----- SUPPLIED INFORMATION -----

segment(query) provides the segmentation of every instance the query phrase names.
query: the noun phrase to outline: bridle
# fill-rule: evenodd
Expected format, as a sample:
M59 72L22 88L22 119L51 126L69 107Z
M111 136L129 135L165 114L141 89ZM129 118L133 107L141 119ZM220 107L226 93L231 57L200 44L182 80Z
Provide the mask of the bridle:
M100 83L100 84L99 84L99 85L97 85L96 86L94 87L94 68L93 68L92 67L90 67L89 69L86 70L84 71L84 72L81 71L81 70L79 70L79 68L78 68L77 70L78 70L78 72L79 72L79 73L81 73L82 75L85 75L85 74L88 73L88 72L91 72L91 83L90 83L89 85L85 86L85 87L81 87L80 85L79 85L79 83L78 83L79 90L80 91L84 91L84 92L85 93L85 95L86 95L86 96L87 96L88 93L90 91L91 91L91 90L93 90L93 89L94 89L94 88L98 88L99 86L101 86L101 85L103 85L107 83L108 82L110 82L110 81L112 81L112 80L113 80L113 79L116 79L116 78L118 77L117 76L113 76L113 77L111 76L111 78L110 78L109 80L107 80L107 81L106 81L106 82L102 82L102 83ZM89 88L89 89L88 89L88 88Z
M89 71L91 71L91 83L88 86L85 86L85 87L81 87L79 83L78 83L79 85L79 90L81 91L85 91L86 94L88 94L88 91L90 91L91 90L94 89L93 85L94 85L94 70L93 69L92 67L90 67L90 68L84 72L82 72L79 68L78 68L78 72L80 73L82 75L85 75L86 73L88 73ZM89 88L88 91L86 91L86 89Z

-----

TASK REQUIREMENTS: Copy all of the records above word for word, with every line unchanged.

OUTPUT FOR THIS TASK:
segment(query) provides the segmentation of every instance the query phrase names.
query: the noun phrase to outline: bridle
# fill-rule: evenodd
Expected format, as a sample:
M59 72L22 88L22 119L51 126L69 107Z
M111 136L129 135L165 114L141 89ZM129 118L133 107L141 119ZM220 107L226 93L231 57L200 44L182 80Z
Provide the mask of the bridle:
M100 83L100 84L99 84L99 85L97 85L96 86L94 87L94 68L93 68L92 67L90 67L89 69L86 70L84 71L84 72L81 71L81 70L79 70L79 68L78 68L77 70L78 70L78 72L79 72L79 73L81 73L82 75L85 75L85 74L88 73L88 72L91 72L91 83L90 83L89 85L85 86L85 87L81 87L80 85L79 85L79 83L78 83L79 90L80 91L84 91L84 92L85 93L85 95L86 95L86 96L87 96L88 93L90 91L91 91L91 90L93 90L93 89L94 89L94 88L98 88L99 86L101 86L101 85L103 85L107 83L108 82L110 82L110 81L112 81L112 80L113 80L113 79L116 79L116 78L118 77L117 76L113 76L113 77L111 76L111 78L110 78L109 80L107 80L107 81L106 81L106 82L102 82L102 83ZM89 88L89 89L88 89L88 88Z
M89 71L91 71L91 83L88 86L85 86L85 87L81 87L79 83L78 83L79 85L79 90L81 91L85 91L86 94L88 94L88 91L90 91L91 90L94 89L93 85L94 85L94 70L93 69L92 67L90 67L90 68L84 72L82 72L79 68L78 68L78 72L80 73L82 75L85 75L86 73L88 73ZM89 88L88 91L86 91L86 89Z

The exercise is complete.